** WHAT YOU NEED TO DO **
Find every line in the data that contains the word "life". Return each of those lines.

Image-grounded pointing data:

= Beginning of Section =

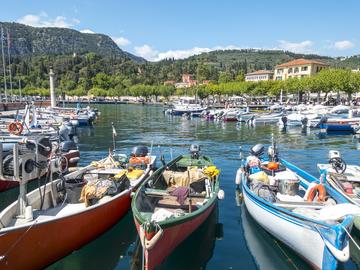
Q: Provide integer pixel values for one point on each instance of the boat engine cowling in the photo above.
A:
(195, 151)
(257, 150)
(140, 151)
(27, 157)
(67, 146)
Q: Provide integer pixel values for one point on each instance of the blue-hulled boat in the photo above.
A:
(292, 206)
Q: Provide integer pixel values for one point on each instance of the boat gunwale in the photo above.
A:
(174, 220)
(54, 218)
(300, 218)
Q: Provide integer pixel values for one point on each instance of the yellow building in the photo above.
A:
(298, 68)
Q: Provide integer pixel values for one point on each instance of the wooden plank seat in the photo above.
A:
(291, 205)
(172, 203)
(161, 192)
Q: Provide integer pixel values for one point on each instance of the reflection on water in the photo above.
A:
(193, 253)
(106, 252)
(268, 252)
(138, 124)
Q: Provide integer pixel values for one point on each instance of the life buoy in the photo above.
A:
(15, 128)
(273, 166)
(139, 160)
(319, 188)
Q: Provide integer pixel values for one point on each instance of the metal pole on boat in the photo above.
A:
(52, 89)
(22, 189)
(20, 90)
(3, 59)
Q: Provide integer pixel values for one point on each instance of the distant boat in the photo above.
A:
(173, 202)
(313, 229)
(187, 105)
(64, 214)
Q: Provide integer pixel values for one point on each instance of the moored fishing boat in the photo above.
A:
(173, 202)
(311, 218)
(64, 214)
(343, 178)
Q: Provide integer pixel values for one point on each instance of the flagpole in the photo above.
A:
(114, 134)
(9, 58)
(3, 58)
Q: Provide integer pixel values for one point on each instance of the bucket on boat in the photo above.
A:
(289, 186)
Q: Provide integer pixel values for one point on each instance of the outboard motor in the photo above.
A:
(28, 164)
(195, 151)
(64, 133)
(140, 151)
(323, 120)
(304, 121)
(67, 146)
(337, 163)
(257, 150)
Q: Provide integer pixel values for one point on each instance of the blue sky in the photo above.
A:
(155, 29)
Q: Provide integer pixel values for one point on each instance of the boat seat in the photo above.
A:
(162, 192)
(291, 205)
(171, 202)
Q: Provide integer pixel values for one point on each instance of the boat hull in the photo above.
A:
(303, 239)
(172, 236)
(39, 245)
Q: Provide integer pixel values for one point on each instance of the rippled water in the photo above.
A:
(244, 245)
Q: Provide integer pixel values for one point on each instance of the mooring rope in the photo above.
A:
(2, 257)
(352, 239)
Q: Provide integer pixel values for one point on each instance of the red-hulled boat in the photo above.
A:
(172, 203)
(67, 213)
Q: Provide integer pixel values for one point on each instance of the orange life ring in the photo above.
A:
(319, 188)
(139, 160)
(15, 128)
(273, 165)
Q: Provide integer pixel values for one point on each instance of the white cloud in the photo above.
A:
(151, 54)
(87, 31)
(43, 20)
(297, 47)
(121, 41)
(147, 52)
(343, 45)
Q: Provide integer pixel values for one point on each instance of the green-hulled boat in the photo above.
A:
(173, 202)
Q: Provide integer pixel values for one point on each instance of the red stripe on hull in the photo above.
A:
(171, 238)
(44, 243)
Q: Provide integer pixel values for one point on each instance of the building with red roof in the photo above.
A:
(298, 68)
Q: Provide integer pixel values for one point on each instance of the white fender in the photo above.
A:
(238, 176)
(221, 194)
(149, 244)
(341, 255)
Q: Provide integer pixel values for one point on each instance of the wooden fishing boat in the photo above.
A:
(173, 202)
(63, 215)
(313, 219)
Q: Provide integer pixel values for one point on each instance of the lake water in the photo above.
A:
(243, 245)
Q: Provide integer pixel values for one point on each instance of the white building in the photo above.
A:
(259, 75)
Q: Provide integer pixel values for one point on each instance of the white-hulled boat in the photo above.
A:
(187, 105)
(343, 178)
(316, 230)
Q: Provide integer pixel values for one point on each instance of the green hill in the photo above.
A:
(35, 41)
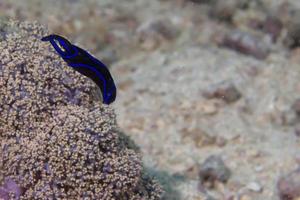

= End of Section =

** YOUR RESPONSE **
Q: Provide integer pixel values for one point on each instance of the life buoy in the photo above.
Q: Provide integer pixel values for one point on each instance of the orange life ring in the photo above.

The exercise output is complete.